Exercise inputs –
>>>

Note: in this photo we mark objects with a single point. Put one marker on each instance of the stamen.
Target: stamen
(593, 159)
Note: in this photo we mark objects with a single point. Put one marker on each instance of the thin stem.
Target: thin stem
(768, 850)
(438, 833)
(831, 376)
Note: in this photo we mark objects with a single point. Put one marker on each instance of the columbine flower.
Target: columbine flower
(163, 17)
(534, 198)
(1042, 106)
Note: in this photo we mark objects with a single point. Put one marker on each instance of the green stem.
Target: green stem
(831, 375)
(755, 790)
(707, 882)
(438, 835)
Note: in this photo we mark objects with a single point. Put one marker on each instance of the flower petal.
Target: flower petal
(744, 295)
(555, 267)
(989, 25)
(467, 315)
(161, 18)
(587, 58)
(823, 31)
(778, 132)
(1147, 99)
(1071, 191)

<<<
>>>

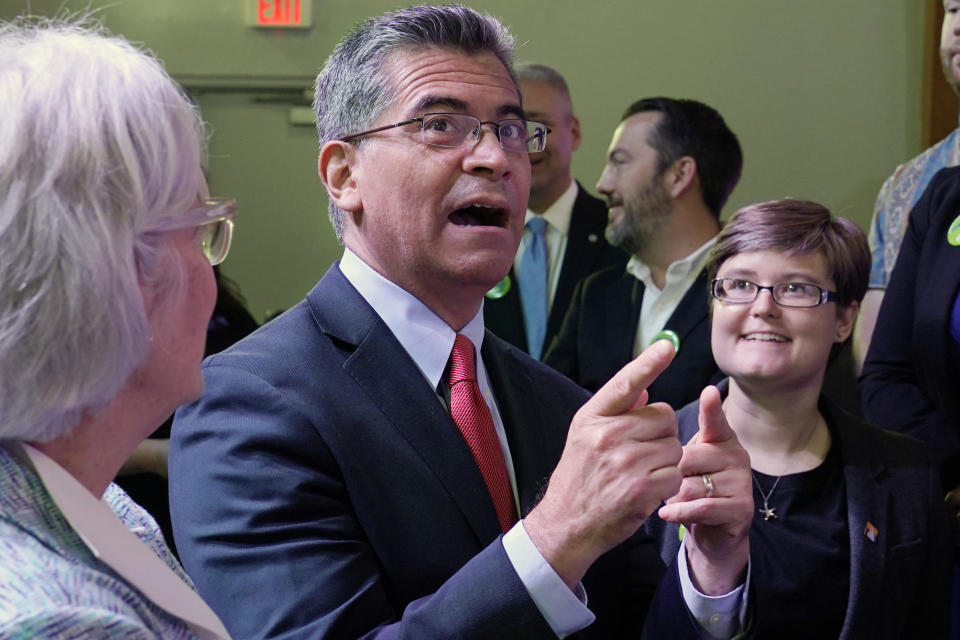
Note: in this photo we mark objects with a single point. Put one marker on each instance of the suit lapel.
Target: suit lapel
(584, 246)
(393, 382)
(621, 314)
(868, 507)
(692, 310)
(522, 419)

<<<

Requirement –
Please rewrite the part of these lines that opens with the line containing "the flower petal." and closes with the line containing "(1071, 191)", putting "dot" in place of "marker" and changing nothing else.

Task response –
Note: in this photo we mark objects with a single point. Put one dot on each instance of the flower petal.
Target: flower petal
(744, 295)
(555, 267)
(989, 25)
(467, 315)
(161, 18)
(587, 58)
(823, 31)
(778, 132)
(1147, 99)
(1071, 191)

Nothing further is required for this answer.